** PASSAGE PROVIDED **
:::::

But at this point the atmosphere had already changed. At the day of the wildcat hardly anybody had thought about the consequences. The next day they did. Most of the people hadn't had experience of these kinds of confrontations. On the 15th of February, a day later, a national wide strike was announced by the base unions. When about twenty people, some Blu workers and people of the base union, arrived at the company building the previously informed press were already there. The workers inside the call centres noticed the arrival of the small group of people. Out of the two hundred workers a hundred came out to participate in the demonstration, which made a brilliant atmosphere.
The representatives of the Cgil and Uil also appeared and called the workers back to work because the strike was not 'authorized'. Most of the workers did go back, but not before the end of the demonstration, an hour later. The representatives of the Cgil and Uil kept on trying to sabotage the actions of the workers, for example by calling an assembly at the same time when other actions were taking place... [from a summary of an interview with a striker, April 2002]
After another demonstration of Blu- and Telecom Italia-workers on the 19th of March, not much more was happening at Blu. By now all temp-workers have been kicked out and one hundred other workers have been sacked, most of whom found another job immediately. The remaining 150 workers don't work their asses off because most of their contracts run out in a few months and the future of the call centre is still unclear.

:::::

** MATERIAL PROVIDED **
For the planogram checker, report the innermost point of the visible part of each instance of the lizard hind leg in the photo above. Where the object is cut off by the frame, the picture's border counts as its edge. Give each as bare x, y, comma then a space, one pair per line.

:::::

** REQUIREMENTS **
1. Decide whether each statement agrees with the Blu strike account. Answer yes or no for each, and quote the words of the account that decide it.
(a) About twenty people arrived at the company building.
(b) The press learned of the demonstration only after it had begun.
(c) Most of the sacked workers remained without work.
2. Write a continuation of the Blu strike account, picking up after its final sentence.
The lines are separate material and are not part of the Blu strike account.

** OUTPUTS **
1.
(a) Yes: "When about twenty people, some Blu workers and people of the base union, arrived at the company building"
(b) No: "the previously informed press were already there"
(c) No: "most of whom found another job immediately"

2.
What is interesting about the conflict at Blu is the fact that before the wildcat on the 13th of February there were no open confrontations. The workers had kept quiet for two years, hoping for a permanent contract or a promotion to a different job - to escape from the phones. The union representatives of the Cgil and Uil openly played their role as de-escalators and helping hands of the bosses, trying to guarantee the 'company-harmony' and to control the workers actions.
These are two sides of the same coin: we have seen how the unions use strikes to set themselves up as the representatives of the 'workers' interests' to the capitalists. They can only play this representative role if they are at the same time able to prevent wildcat strikes, which get out of their control - as in the case of Blu.
We have only addressed some strikes here. We know of others in France, Italy, Spain, South Korea and Britain.
The strikes we looked at were confined to individual companies. Nearly all of them took place in one sector which has seen drastic changes over the past few years: telecommunications.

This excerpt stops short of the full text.